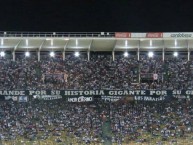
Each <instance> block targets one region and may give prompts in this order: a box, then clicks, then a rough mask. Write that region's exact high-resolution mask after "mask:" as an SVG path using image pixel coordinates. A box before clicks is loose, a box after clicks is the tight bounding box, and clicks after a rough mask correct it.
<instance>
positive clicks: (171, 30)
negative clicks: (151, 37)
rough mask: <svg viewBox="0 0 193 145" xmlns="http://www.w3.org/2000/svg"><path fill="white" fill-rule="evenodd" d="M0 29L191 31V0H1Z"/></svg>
mask: <svg viewBox="0 0 193 145" xmlns="http://www.w3.org/2000/svg"><path fill="white" fill-rule="evenodd" d="M0 4H1V8H0V12H1V13H0V31H53V32H102V31H105V32H117V31H122V32H125V31H128V32H180V31H186V32H187V31H193V0H46V1H45V0H2V1H1V2H0Z"/></svg>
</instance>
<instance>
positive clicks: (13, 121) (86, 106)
mask: <svg viewBox="0 0 193 145" xmlns="http://www.w3.org/2000/svg"><path fill="white" fill-rule="evenodd" d="M192 52H193V32H170V33H169V32H147V33H132V32H85V33H84V32H77V33H71V32H68V33H62V32H0V144H3V145H7V144H15V145H24V144H25V145H31V144H33V145H40V144H41V145H56V144H58V145H64V144H65V145H85V144H91V145H137V144H144V145H162V144H166V145H168V144H179V145H192V144H193V108H192V105H193V101H192V97H193V77H192V76H193V59H192V58H193V53H192ZM72 53H73V55H72ZM71 55H72V56H71Z"/></svg>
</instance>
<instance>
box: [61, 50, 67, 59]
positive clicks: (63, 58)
mask: <svg viewBox="0 0 193 145" xmlns="http://www.w3.org/2000/svg"><path fill="white" fill-rule="evenodd" d="M65 56H66V55H65V51H63V52H62V58H63V60H65Z"/></svg>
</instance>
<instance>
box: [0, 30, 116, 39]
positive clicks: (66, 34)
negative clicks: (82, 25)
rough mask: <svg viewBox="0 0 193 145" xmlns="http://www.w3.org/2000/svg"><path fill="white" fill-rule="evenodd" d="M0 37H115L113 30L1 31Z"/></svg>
mask: <svg viewBox="0 0 193 145" xmlns="http://www.w3.org/2000/svg"><path fill="white" fill-rule="evenodd" d="M0 37H107V38H108V37H115V32H14V31H13V32H11V31H8V32H2V31H0Z"/></svg>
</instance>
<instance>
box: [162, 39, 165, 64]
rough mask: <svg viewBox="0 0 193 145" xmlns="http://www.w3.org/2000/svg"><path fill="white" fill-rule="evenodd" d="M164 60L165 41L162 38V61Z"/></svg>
mask: <svg viewBox="0 0 193 145" xmlns="http://www.w3.org/2000/svg"><path fill="white" fill-rule="evenodd" d="M164 60H165V42H164V40H163V49H162V61H163V62H164Z"/></svg>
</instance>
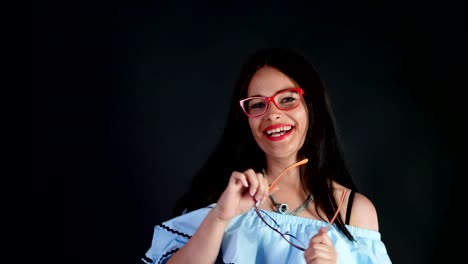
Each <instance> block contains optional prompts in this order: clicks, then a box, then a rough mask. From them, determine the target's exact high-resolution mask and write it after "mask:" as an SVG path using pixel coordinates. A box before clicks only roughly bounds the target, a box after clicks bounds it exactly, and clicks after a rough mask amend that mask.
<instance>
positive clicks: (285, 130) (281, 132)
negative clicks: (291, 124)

* * * * * * * * *

** WORK TASK **
Copy out the whole listing word for word, except for any picture it includes.

** OUTPUT FOR THIS EXERCISE **
Each <instance> block targets one region and may give prompts in this order: a box, then clicks, then a rough mask. Write that region's exact high-resolution mask after "mask:" as an SVG path using image pixel coordinates. A box before clicks is loose, a box after clicks is the tight bounding box, and clicks after a rough mask correct it.
<instance>
positive clicks: (171, 30)
negative clicks: (151, 37)
rough mask: <svg viewBox="0 0 193 145" xmlns="http://www.w3.org/2000/svg"><path fill="white" fill-rule="evenodd" d="M0 29L191 31V0H1Z"/></svg>
mask: <svg viewBox="0 0 193 145" xmlns="http://www.w3.org/2000/svg"><path fill="white" fill-rule="evenodd" d="M0 4H1V8H0V12H1V13H0V31H53V32H102V31H105V32H117V31H122V32H125V31H128V32H180V31H186V32H187V31H193V0H46V1H45V0H2V1H1V2H0Z"/></svg>
</instance>
<instance>
positive clicks: (13, 121) (86, 106)
mask: <svg viewBox="0 0 193 145" xmlns="http://www.w3.org/2000/svg"><path fill="white" fill-rule="evenodd" d="M192 52H193V32H170V33H169V32H147V33H132V32H85V33H84V32H77V33H71V32H68V33H62V32H0V144H3V145H7V144H15V145H24V144H25V145H31V144H33V145H40V144H41V145H56V144H58V145H64V144H65V145H85V144H91V145H137V144H144V145H162V144H166V145H168V144H179V145H192V144H193V108H192V105H193V101H192V97H193V77H192V76H193V59H192V58H193V53H192ZM72 53H73V55H72ZM71 55H72V56H71Z"/></svg>
</instance>
<instance>
box: [61, 50, 67, 59]
positive clicks: (63, 58)
mask: <svg viewBox="0 0 193 145" xmlns="http://www.w3.org/2000/svg"><path fill="white" fill-rule="evenodd" d="M65 56H66V55H65V51H63V52H62V58H63V60H65Z"/></svg>
</instance>
<instance>
box: [0, 30, 116, 39]
positive clicks: (66, 34)
negative clicks: (82, 25)
rough mask: <svg viewBox="0 0 193 145" xmlns="http://www.w3.org/2000/svg"><path fill="white" fill-rule="evenodd" d="M0 37H115L113 30L1 31Z"/></svg>
mask: <svg viewBox="0 0 193 145" xmlns="http://www.w3.org/2000/svg"><path fill="white" fill-rule="evenodd" d="M0 37H107V38H108V37H115V32H14V31H13V32H11V31H8V32H2V31H0Z"/></svg>
</instance>
<instance>
box: [162, 39, 165, 64]
rough mask: <svg viewBox="0 0 193 145" xmlns="http://www.w3.org/2000/svg"><path fill="white" fill-rule="evenodd" d="M164 60L165 41L162 38V61Z"/></svg>
mask: <svg viewBox="0 0 193 145" xmlns="http://www.w3.org/2000/svg"><path fill="white" fill-rule="evenodd" d="M164 60H165V42H164V40H163V49H162V61H163V62H164Z"/></svg>
</instance>
Each <instance> block contains optional prompts in this order: clicks, then a box, then a rough mask. From them, determine the target's exact high-resolution mask and write it after "mask:" as an SVG path using pixel coordinates. A box before clicks only roughly bounds the target, a box after clicks bounds it exactly, and clicks after a rough mask amend that mask.
<instance>
positive clicks: (285, 130) (281, 132)
negative clicks: (291, 124)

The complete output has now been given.